Document extract
Segment Open

Eye For Film >> Movies >> Ziggy Stardust And The Spiders From Mars (1973) Film Review
Ziggy Stardust And The Spiders From Mars
Reviewed by: Jennie Kermode
The first thing one notices about Ziggy Stardust And The Spiders From Mars today is the poster: a lush black and white image of David Bowie, who would go on to die from lung cancer, smoking a fatal cigarette. A pillar of fire shoots up from it, suggesting of the rocket engines glimpsed in so many of his songs. But that sad passing in January 2016 was not the first time David Bowie had died. Once he was embodied as a leper messiah and July the 3rd, 1973 was the night that the kids killed the man.

Segment Closed

Available data

Segment Open

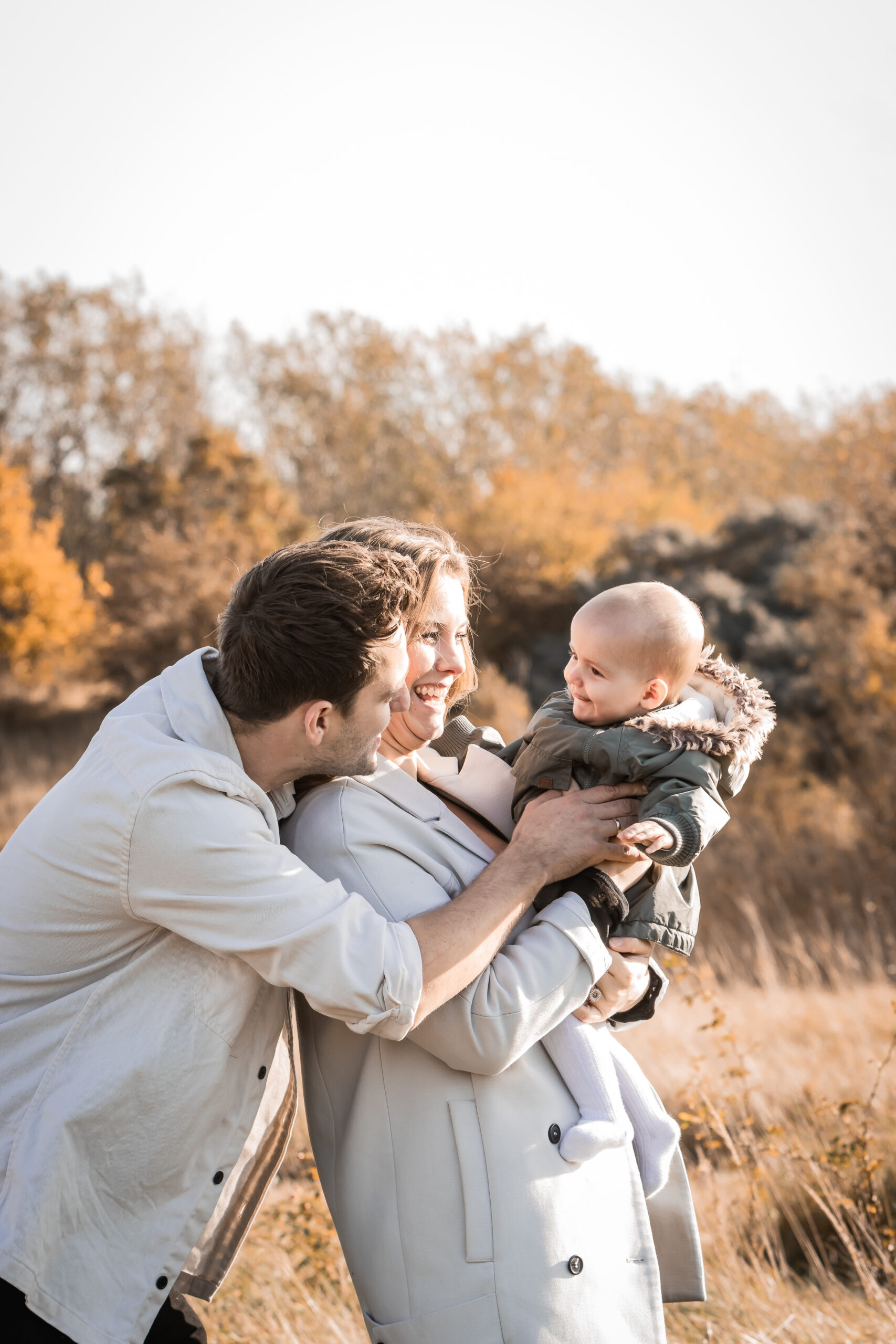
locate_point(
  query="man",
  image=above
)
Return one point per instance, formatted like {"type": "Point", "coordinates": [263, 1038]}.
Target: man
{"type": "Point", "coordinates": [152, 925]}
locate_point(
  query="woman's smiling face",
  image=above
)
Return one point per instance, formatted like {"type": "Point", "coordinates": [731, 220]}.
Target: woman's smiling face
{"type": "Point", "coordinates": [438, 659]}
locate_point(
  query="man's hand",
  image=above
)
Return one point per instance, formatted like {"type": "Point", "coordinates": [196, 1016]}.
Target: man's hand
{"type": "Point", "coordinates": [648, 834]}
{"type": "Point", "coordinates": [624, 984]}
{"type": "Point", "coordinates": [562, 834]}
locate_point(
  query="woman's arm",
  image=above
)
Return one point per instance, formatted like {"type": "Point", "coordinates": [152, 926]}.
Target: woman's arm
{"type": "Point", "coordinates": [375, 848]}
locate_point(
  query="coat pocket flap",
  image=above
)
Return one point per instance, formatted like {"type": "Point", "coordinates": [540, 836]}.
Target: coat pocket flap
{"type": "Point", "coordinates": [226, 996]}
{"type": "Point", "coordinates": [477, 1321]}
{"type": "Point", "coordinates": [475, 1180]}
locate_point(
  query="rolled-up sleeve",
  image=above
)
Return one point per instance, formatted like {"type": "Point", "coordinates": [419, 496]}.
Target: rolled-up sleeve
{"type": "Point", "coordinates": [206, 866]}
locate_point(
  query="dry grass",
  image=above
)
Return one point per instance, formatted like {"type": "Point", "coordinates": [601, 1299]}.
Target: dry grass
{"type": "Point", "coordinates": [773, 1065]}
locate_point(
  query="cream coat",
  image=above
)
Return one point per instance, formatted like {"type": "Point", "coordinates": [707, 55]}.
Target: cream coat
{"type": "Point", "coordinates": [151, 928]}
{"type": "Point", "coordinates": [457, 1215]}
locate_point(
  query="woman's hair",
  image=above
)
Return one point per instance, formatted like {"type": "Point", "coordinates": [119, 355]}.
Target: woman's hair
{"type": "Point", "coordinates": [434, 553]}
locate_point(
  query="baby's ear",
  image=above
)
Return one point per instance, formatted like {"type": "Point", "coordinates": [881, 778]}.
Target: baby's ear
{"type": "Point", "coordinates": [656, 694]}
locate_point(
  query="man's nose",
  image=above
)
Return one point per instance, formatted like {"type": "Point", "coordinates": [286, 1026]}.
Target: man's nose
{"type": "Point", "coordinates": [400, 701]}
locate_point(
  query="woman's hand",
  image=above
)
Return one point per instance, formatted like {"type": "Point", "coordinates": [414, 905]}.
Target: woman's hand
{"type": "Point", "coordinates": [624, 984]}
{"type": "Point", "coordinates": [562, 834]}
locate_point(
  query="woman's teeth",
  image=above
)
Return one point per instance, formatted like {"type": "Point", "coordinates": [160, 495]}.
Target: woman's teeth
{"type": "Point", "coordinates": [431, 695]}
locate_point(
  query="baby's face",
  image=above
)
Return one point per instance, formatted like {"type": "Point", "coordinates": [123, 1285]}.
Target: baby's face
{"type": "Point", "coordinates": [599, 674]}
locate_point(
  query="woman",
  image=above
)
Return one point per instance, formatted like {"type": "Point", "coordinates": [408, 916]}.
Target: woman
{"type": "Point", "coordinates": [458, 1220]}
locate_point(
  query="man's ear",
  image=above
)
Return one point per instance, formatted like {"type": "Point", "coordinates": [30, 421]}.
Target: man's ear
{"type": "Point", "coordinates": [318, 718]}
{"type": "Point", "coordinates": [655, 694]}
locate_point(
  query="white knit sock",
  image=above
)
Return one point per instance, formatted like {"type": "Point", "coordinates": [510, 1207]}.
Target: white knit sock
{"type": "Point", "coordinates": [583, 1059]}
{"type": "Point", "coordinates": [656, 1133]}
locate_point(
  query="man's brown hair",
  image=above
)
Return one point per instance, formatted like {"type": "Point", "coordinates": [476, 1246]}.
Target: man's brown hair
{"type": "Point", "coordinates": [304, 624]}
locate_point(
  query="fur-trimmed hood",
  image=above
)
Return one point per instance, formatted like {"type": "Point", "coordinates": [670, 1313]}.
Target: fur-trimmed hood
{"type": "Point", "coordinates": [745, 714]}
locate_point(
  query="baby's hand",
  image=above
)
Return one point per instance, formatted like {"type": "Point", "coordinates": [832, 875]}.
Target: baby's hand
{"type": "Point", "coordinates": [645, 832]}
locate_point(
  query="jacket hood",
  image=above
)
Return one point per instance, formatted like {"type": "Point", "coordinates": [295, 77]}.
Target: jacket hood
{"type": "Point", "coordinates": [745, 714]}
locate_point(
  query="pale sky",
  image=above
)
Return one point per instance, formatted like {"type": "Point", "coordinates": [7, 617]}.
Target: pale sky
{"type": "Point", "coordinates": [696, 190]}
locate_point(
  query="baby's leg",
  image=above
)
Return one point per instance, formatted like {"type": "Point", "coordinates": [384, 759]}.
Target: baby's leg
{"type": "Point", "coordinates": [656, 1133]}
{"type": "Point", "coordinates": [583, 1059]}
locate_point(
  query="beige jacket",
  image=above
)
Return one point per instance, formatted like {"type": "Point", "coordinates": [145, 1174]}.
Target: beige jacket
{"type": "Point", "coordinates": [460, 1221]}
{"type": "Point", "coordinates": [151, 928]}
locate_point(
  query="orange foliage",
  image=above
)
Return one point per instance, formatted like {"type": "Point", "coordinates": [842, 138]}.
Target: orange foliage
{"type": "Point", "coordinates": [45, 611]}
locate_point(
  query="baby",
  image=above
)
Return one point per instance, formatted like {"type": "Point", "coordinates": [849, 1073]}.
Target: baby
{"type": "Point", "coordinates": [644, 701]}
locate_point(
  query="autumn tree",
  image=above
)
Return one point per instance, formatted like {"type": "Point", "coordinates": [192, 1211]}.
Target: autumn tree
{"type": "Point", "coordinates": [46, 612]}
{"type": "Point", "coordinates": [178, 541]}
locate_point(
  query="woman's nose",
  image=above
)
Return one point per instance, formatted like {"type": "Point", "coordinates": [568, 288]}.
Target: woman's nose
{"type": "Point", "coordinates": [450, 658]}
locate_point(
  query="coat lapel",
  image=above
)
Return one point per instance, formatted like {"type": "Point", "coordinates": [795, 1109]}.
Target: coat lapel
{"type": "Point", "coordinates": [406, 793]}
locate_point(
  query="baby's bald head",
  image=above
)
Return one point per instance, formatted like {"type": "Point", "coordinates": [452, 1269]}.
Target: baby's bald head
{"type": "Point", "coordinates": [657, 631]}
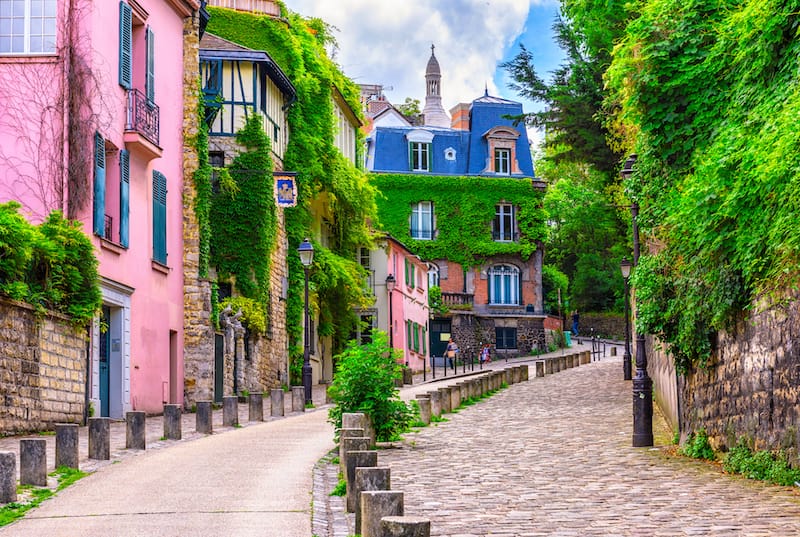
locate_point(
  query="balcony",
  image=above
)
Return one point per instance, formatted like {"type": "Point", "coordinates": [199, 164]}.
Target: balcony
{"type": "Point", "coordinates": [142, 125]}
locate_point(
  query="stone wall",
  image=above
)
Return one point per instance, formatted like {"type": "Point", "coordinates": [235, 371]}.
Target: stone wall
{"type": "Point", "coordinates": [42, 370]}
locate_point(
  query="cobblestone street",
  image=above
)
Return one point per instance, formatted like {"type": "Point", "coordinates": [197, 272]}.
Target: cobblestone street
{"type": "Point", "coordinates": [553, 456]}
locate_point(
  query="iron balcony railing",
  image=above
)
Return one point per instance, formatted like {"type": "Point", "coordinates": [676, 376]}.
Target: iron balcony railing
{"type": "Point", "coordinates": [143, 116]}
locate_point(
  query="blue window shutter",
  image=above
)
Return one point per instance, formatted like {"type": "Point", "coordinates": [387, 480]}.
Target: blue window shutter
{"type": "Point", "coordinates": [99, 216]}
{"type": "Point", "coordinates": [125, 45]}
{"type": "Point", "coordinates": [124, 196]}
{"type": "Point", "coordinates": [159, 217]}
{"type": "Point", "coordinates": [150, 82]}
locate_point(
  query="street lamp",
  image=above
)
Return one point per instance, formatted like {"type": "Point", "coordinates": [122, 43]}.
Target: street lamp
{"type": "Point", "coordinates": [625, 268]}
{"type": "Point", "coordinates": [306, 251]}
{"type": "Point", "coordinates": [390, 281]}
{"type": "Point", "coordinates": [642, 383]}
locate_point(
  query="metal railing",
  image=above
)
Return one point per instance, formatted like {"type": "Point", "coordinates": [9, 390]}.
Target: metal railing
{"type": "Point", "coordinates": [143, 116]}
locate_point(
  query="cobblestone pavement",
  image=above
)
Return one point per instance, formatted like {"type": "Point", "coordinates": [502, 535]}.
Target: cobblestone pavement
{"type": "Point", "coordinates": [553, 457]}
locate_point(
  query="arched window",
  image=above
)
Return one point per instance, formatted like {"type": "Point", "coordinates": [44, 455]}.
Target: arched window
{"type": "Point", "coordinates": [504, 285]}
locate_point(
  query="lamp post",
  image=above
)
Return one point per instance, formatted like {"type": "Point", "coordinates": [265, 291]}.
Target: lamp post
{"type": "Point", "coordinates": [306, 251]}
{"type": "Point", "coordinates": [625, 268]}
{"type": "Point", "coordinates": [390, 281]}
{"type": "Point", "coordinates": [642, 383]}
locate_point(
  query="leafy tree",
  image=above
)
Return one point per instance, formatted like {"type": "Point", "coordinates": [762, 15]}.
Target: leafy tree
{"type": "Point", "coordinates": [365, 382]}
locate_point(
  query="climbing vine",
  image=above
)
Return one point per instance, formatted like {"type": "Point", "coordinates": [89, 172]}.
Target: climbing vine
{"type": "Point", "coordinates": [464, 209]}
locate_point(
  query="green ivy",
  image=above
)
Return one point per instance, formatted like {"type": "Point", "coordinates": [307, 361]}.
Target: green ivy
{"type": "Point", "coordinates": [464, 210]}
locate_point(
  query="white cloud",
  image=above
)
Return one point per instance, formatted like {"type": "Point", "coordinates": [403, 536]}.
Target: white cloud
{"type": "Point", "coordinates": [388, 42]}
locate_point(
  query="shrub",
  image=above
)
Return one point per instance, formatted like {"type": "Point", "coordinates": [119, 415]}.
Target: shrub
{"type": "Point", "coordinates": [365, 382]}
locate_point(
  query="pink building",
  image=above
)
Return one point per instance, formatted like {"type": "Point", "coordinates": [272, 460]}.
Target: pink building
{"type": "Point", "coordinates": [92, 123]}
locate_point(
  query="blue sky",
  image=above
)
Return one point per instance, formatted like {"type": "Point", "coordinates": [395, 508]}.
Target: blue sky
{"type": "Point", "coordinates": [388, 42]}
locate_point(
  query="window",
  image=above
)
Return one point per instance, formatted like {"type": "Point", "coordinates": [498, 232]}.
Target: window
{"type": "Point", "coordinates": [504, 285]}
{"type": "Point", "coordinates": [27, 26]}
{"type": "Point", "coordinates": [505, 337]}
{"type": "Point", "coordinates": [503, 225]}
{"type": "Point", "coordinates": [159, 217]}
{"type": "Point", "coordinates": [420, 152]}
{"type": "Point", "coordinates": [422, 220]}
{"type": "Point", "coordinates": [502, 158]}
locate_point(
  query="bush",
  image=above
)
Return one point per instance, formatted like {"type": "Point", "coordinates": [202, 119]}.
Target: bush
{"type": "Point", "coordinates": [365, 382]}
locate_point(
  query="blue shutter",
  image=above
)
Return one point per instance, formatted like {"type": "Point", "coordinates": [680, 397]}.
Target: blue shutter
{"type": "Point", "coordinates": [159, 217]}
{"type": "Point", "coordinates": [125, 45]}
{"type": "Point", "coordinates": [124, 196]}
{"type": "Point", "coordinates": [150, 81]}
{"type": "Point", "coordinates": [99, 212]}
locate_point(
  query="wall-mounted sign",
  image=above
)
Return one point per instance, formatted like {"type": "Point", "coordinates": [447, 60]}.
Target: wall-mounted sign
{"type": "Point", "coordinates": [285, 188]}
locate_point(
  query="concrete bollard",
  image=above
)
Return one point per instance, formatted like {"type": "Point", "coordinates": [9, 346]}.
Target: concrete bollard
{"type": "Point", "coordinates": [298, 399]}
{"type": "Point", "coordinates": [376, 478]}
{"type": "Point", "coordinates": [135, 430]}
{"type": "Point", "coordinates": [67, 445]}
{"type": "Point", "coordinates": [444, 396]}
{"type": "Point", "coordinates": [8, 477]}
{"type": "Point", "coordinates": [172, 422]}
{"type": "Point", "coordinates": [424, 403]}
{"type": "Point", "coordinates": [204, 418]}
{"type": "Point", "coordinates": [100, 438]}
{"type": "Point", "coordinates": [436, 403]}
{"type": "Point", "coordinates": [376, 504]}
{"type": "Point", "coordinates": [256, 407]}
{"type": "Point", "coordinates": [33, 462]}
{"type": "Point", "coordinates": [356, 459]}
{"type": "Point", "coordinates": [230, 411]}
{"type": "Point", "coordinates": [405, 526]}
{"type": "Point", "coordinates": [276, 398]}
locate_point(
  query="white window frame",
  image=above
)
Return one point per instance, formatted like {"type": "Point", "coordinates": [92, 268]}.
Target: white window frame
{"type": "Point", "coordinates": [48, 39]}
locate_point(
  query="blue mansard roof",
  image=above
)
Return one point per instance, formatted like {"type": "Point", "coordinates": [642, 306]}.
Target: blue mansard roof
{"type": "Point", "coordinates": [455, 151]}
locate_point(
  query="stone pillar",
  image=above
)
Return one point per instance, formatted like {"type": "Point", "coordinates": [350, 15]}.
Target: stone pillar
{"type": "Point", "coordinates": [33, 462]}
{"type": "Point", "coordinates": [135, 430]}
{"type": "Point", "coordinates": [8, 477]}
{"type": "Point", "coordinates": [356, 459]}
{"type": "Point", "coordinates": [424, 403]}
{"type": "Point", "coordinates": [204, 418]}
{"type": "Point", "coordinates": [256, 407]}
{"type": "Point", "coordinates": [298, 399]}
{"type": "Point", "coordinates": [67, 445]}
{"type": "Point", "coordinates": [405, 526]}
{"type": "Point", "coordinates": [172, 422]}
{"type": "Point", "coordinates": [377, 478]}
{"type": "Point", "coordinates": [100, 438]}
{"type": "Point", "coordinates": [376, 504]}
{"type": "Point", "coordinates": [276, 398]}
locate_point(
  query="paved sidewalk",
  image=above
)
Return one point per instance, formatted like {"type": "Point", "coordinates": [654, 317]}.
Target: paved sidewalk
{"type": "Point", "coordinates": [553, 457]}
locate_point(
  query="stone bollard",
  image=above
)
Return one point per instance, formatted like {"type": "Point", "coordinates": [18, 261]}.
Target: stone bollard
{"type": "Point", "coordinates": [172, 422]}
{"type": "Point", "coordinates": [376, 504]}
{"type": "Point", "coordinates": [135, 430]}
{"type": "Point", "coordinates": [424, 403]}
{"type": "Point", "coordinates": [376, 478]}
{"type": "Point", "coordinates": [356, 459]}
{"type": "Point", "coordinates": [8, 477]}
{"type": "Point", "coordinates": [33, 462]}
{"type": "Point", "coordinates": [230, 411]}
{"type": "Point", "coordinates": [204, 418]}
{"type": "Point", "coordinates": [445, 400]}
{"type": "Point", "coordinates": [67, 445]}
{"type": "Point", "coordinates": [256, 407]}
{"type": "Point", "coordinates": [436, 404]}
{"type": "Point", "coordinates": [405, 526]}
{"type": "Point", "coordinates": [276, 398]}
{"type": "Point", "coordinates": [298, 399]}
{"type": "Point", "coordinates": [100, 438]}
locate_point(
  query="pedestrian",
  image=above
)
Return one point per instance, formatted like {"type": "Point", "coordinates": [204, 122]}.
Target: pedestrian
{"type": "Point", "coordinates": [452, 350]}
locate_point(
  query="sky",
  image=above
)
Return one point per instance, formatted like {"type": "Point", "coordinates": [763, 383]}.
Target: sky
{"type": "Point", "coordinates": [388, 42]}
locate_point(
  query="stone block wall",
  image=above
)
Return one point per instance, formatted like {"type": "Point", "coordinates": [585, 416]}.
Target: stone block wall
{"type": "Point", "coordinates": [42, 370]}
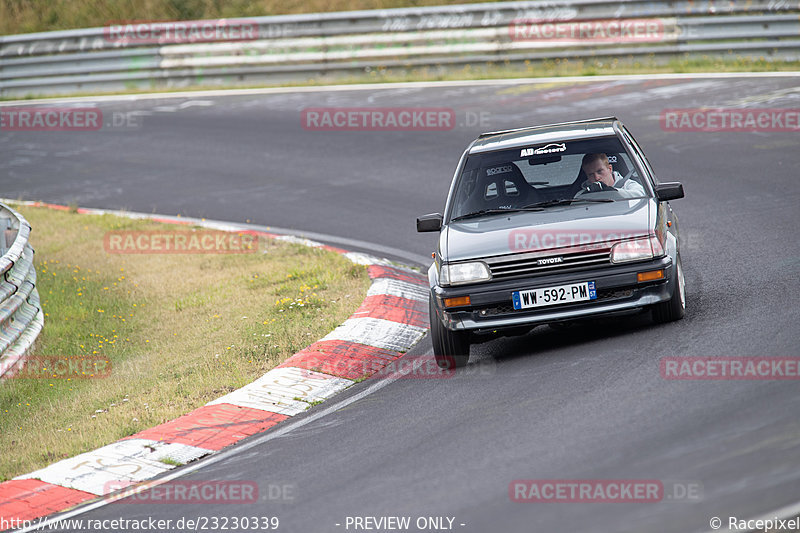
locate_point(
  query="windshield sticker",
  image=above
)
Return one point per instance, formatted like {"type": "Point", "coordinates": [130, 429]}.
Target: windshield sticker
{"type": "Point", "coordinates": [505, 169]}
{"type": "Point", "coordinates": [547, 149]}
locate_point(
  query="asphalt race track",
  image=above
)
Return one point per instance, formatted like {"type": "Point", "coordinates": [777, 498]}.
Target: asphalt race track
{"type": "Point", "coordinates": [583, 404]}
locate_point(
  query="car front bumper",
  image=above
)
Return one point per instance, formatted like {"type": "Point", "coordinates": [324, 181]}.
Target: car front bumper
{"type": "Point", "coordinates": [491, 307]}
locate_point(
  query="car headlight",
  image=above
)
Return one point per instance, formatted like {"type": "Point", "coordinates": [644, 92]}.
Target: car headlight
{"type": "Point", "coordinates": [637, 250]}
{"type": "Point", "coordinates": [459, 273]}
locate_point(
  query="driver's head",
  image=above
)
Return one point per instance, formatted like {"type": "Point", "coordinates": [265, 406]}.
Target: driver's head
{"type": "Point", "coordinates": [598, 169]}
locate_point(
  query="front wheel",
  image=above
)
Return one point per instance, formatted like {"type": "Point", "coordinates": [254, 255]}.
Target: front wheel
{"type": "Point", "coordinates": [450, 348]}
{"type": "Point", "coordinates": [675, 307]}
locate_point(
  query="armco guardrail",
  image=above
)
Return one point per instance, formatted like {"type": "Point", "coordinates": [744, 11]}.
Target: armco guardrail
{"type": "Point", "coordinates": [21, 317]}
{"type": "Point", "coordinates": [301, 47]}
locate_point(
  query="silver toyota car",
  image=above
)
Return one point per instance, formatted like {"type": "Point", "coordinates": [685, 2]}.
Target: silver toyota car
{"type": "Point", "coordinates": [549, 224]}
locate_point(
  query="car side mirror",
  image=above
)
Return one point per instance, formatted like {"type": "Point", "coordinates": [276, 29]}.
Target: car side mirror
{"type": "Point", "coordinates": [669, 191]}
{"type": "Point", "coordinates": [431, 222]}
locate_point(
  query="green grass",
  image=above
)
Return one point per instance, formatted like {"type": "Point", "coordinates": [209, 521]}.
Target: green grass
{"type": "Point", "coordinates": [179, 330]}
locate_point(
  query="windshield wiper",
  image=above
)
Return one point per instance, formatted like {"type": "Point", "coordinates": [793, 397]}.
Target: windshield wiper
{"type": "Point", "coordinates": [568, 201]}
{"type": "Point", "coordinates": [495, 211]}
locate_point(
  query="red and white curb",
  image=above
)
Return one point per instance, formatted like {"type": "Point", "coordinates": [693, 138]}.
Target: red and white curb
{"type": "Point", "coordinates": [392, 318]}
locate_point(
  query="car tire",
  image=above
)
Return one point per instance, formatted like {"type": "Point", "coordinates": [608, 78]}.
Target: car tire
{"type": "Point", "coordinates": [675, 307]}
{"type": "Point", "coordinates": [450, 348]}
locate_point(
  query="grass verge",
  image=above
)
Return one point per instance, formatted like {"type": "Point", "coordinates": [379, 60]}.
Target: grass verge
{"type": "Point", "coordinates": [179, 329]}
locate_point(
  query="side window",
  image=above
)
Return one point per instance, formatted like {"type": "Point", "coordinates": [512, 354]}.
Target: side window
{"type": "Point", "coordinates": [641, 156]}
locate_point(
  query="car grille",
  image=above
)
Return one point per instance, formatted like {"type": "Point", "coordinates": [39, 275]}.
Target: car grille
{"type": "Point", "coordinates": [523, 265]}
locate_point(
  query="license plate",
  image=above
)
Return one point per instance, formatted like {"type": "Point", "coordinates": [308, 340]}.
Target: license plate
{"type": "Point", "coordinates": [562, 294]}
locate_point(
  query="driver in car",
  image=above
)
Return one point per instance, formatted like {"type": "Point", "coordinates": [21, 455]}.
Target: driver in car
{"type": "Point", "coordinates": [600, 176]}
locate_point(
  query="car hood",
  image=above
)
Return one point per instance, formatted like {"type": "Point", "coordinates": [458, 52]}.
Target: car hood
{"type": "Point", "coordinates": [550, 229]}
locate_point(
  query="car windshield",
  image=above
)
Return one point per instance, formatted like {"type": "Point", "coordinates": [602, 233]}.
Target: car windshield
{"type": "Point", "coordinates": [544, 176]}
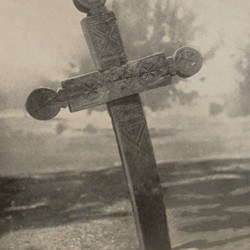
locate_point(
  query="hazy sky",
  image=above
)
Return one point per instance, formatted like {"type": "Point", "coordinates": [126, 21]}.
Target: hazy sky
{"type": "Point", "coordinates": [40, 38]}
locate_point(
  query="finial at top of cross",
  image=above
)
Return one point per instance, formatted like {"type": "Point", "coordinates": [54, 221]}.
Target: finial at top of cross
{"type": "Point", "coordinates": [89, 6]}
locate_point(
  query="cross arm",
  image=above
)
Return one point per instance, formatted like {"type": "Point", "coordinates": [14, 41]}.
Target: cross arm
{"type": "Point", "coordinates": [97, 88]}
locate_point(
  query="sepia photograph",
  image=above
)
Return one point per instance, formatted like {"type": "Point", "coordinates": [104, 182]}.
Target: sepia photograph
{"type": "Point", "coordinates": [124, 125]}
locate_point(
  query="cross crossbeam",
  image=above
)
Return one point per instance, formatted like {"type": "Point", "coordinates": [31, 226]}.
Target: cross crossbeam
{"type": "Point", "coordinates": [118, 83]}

Segment Closed

Exercise details
Write out the passage from the Ziggy Stardust film review above, starting at "Eye For Film" and ending at "killed the man.".

Solution below
Eye For Film >> Movies >> Ziggy Stardust And The Spiders From Mars (1973) Film Review
Ziggy Stardust And The Spiders From Mars
Reviewed by: Jennie Kermode
The first thing one notices about Ziggy Stardust And The Spiders From Mars today is the poster: a lush black and white image of David Bowie, who would go on to die from lung cancer, smoking a fatal cigarette. A pillar of fire shoots up from it, suggesting of the rocket engines glimpsed in so many of his songs. But that sad passing in January 2016 was not the first time David Bowie had died. Once he was embodied as a leper messiah and July the 3rd, 1973 was the night that the kids killed the man.